Coordinate labeling data
** START **

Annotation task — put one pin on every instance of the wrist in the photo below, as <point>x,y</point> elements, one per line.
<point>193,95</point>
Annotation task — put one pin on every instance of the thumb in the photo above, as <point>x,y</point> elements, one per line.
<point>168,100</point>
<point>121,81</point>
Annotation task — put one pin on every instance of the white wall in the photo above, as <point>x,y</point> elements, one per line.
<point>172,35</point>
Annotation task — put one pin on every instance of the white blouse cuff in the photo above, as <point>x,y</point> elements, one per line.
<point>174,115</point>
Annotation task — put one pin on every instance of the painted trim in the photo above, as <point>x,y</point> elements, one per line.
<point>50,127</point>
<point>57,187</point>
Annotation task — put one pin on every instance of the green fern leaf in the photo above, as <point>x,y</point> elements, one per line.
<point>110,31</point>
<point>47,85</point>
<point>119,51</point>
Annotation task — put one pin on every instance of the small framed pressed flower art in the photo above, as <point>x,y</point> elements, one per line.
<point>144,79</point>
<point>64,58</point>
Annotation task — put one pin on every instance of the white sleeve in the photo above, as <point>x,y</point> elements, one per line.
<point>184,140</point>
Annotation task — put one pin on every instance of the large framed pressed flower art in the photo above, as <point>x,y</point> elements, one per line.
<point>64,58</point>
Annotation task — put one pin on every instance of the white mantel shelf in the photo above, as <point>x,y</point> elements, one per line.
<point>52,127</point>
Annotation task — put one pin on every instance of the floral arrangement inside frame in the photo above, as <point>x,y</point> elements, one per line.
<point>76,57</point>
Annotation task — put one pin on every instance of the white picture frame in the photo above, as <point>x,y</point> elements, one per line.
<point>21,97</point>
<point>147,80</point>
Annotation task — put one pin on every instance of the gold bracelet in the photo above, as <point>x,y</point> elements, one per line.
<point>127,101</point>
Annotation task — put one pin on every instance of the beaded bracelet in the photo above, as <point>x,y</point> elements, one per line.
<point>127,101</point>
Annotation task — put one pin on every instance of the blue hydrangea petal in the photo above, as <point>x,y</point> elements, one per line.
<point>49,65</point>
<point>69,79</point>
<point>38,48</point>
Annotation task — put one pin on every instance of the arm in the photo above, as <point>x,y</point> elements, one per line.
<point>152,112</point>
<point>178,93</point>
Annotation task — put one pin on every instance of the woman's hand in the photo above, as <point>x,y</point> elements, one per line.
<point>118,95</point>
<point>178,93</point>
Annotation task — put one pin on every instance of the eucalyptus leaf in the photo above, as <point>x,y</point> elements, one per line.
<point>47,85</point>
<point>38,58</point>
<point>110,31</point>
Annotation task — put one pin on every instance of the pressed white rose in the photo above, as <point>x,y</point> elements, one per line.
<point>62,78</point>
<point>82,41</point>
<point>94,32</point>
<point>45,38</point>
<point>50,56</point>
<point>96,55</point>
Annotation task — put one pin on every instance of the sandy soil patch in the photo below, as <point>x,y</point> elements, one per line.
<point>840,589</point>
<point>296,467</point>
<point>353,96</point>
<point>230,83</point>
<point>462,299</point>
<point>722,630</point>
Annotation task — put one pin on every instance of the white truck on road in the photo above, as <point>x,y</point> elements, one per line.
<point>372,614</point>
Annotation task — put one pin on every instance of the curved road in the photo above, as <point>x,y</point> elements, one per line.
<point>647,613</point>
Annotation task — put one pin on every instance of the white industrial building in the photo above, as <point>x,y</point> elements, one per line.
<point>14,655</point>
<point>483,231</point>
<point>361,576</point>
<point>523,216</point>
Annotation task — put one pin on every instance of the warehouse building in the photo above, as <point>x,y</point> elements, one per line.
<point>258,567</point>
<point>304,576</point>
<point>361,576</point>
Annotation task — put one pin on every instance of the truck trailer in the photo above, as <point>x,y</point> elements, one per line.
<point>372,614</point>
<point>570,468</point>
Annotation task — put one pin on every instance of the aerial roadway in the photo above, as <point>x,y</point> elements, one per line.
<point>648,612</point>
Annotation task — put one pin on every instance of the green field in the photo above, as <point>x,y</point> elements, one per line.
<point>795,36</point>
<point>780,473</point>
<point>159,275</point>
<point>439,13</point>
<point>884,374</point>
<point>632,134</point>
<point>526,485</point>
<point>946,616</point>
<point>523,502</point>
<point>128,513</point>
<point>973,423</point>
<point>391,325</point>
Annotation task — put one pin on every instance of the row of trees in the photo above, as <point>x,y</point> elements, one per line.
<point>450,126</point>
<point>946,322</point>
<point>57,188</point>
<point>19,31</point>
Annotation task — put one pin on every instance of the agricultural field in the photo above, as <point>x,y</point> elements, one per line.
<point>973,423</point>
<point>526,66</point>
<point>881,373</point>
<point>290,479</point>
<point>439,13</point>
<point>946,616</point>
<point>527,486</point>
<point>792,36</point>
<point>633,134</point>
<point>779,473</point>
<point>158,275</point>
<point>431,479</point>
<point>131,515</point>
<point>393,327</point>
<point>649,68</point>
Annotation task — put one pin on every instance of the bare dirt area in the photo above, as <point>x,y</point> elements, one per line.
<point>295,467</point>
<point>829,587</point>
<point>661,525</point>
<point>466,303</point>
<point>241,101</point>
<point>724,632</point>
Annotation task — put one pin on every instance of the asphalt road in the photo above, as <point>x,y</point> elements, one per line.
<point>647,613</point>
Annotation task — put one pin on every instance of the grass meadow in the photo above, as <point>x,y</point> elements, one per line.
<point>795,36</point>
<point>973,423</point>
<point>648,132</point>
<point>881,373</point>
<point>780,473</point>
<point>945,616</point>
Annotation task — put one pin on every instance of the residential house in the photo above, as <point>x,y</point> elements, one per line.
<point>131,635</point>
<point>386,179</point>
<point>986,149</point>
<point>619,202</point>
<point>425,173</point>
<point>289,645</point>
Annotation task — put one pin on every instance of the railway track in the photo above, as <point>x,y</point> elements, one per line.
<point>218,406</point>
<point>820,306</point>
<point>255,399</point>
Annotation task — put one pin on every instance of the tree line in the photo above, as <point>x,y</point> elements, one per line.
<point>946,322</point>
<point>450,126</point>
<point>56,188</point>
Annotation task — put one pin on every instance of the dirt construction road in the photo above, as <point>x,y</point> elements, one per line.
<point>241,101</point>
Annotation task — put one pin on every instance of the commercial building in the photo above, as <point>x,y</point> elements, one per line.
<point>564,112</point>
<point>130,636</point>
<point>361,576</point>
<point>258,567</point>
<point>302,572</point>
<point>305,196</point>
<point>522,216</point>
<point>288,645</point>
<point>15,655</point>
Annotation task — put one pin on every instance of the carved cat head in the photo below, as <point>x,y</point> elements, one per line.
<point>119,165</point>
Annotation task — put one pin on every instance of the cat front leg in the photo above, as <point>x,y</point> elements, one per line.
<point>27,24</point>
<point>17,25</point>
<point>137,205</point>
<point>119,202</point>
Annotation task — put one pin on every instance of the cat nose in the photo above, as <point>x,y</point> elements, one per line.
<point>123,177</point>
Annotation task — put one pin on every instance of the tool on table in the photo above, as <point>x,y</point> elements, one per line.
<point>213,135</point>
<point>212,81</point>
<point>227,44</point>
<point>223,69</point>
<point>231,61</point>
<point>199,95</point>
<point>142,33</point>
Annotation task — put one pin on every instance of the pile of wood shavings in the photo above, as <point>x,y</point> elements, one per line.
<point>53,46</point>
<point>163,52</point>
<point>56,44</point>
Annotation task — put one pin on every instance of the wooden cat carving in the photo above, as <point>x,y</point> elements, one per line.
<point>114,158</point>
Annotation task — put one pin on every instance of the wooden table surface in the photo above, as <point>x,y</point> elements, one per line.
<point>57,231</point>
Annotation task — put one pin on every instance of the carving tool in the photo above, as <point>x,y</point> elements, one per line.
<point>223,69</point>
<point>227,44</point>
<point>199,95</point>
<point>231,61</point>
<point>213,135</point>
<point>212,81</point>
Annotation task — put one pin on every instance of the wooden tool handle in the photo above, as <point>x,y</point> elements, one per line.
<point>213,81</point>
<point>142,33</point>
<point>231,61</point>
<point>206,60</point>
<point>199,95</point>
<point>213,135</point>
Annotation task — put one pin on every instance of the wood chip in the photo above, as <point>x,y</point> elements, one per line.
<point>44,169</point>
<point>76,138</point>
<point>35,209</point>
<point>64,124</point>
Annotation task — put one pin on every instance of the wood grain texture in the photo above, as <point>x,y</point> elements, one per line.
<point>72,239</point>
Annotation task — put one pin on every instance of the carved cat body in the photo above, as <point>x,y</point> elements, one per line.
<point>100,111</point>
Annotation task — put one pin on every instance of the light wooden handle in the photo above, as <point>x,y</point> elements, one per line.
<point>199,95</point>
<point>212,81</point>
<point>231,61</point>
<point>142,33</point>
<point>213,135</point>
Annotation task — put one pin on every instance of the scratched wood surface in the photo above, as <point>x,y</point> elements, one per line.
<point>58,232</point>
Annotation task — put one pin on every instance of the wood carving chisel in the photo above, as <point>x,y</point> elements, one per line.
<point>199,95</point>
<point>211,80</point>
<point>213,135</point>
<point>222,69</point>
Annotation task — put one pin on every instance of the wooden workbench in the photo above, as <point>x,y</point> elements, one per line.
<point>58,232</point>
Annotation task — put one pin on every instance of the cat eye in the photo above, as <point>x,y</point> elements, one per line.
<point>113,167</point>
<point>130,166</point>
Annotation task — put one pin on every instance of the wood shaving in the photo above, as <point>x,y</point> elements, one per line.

** END **

TASK REQUIREMENTS >> Reproduce the items from the beginning through the line containing "<point>52,127</point>", inclusive, swapping every instance of "Annotation task" for "Labeling task" and leaving everything else unchanged.

WRITTEN SOLUTION >>
Labeling task — put one pin on every instance of the wrist in the photo below, as <point>x,y</point> elements, one per line.
<point>193,95</point>
Labeling task — put one pin on every instance of the thumb in the photo above, as <point>x,y</point> elements, one per line.
<point>168,100</point>
<point>121,81</point>
Labeling task — put one pin on every instance of the white wall in the photo above, as <point>x,y</point> elements, one per line.
<point>172,35</point>
Labeling task — put one pin on every instance of the white blouse cuff in the photo above, as <point>x,y</point> elements, one per line.
<point>174,115</point>
Labeling task — put one pin on every instance of the painted trim in the photo above, as <point>x,y</point> elements, one per line.
<point>50,127</point>
<point>57,187</point>
Labeling task — put one pin on every instance of the green fern leaf in the photo above, as <point>x,y</point> elements, one per line.
<point>110,31</point>
<point>47,85</point>
<point>119,51</point>
Labeling task — put one pin on every instance of the small framed pressed flower art in the photo above, as <point>x,y</point> elements, one per line.
<point>144,79</point>
<point>64,58</point>
Labeling task — put one pin on every instance of the white sleeve in the photo above, as <point>x,y</point> elements, one per line.
<point>184,140</point>
Labeling task — put one pin on every instance of the large framed pressed flower art in the photo above, as <point>x,y</point> elements, one per line.
<point>64,58</point>
Labeling task — put one pin on every instance of the white mantel shelf in the photo above, as <point>x,y</point> elements, one per line.
<point>52,127</point>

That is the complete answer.